## Task goal
Starting at the line below that contains "point: concrete ledge", print each line through the end of the records exactly as it appears.

Saved entries:
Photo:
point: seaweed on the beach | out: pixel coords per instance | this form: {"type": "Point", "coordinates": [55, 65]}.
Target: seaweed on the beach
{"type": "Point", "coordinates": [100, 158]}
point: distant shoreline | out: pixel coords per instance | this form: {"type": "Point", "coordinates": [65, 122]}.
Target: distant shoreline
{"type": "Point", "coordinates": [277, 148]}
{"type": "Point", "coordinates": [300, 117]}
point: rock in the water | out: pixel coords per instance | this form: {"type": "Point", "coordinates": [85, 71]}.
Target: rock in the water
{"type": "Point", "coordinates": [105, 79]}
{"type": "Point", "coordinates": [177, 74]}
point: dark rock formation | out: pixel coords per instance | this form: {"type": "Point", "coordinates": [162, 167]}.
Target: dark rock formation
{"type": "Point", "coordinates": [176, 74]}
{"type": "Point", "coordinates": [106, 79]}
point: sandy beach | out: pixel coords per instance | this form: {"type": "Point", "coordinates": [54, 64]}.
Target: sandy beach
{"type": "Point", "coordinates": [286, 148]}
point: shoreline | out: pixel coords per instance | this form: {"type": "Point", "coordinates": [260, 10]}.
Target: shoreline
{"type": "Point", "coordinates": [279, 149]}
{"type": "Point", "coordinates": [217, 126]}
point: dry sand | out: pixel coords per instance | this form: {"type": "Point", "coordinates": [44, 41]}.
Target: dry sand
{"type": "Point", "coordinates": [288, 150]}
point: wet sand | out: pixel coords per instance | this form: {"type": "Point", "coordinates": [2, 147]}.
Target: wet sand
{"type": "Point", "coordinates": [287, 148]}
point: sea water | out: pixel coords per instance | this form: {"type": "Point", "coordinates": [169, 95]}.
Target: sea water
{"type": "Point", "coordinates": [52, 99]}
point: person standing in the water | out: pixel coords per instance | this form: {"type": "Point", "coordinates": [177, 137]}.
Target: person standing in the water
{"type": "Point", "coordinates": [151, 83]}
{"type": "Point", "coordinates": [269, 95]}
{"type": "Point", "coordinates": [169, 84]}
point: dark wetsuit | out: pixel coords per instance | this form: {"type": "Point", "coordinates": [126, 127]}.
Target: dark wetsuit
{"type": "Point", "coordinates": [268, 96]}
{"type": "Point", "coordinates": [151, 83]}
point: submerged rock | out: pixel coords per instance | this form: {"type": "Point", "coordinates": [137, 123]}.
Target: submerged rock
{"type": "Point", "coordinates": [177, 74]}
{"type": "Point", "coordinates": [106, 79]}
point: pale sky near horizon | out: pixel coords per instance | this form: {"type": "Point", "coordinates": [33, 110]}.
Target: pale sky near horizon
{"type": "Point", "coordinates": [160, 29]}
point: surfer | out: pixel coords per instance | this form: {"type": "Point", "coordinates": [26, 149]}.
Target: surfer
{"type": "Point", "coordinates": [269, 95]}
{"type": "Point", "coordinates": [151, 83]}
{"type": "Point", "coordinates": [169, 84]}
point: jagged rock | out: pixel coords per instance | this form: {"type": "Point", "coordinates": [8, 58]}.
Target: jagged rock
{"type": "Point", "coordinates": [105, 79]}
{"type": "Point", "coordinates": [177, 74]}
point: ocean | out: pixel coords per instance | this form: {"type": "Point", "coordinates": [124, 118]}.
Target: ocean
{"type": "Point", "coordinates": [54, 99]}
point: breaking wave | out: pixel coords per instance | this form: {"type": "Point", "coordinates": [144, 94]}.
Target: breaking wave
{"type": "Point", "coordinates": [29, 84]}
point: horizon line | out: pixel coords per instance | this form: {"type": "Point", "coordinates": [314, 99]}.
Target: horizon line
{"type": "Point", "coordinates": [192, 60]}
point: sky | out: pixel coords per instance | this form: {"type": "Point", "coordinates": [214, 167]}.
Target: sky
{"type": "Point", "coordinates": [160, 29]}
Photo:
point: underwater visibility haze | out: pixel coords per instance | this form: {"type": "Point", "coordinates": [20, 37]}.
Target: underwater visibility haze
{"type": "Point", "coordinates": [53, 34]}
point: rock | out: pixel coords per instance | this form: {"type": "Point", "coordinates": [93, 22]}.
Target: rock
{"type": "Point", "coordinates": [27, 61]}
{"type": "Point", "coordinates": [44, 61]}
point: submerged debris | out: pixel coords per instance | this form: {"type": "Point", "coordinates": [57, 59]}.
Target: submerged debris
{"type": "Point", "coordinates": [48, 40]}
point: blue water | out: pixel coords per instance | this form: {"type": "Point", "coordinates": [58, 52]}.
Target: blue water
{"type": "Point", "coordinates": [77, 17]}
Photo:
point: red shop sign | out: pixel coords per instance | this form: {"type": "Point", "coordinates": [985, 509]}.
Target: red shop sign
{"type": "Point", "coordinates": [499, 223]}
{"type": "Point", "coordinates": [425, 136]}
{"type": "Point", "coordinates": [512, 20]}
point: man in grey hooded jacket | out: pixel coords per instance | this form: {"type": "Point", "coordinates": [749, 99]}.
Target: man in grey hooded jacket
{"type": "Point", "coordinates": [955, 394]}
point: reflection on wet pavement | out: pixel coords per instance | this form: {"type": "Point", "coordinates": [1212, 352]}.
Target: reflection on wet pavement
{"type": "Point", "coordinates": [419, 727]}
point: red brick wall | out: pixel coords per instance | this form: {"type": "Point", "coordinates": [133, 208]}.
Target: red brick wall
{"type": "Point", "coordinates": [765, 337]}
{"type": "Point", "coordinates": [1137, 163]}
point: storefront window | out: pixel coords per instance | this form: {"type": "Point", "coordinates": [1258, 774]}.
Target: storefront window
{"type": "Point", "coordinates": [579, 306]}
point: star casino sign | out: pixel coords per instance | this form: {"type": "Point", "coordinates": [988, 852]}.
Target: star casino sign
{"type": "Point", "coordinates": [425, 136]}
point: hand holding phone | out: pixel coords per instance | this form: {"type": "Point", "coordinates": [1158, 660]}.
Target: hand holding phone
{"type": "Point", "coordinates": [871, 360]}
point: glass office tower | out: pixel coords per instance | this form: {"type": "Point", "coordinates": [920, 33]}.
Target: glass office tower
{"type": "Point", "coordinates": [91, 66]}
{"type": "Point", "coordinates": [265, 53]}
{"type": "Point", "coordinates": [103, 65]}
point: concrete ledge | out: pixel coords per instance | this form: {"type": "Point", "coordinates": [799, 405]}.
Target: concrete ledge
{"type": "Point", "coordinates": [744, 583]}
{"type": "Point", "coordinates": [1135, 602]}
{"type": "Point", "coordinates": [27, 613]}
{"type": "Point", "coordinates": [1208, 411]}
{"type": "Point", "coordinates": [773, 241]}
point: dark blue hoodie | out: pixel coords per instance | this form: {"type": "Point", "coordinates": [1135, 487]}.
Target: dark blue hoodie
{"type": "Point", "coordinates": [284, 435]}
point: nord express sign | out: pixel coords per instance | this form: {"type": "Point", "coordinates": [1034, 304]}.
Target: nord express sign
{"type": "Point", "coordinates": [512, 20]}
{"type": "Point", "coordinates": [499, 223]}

## Response to the task
point: concrete ledge | out: pixel coords per instance | this form: {"type": "Point", "coordinates": [799, 405]}.
Target: concrete ledge
{"type": "Point", "coordinates": [744, 583]}
{"type": "Point", "coordinates": [1135, 602]}
{"type": "Point", "coordinates": [27, 613]}
{"type": "Point", "coordinates": [1208, 411]}
{"type": "Point", "coordinates": [773, 241]}
point: dark blue hoodie | out: pixel coords per instance | this form: {"type": "Point", "coordinates": [1135, 487]}.
Target: dark blue hoodie
{"type": "Point", "coordinates": [284, 435]}
point: nord express sign | out: pixel coords per instance | this form: {"type": "Point", "coordinates": [1034, 304]}.
Target: nord express sign
{"type": "Point", "coordinates": [512, 20]}
{"type": "Point", "coordinates": [499, 223]}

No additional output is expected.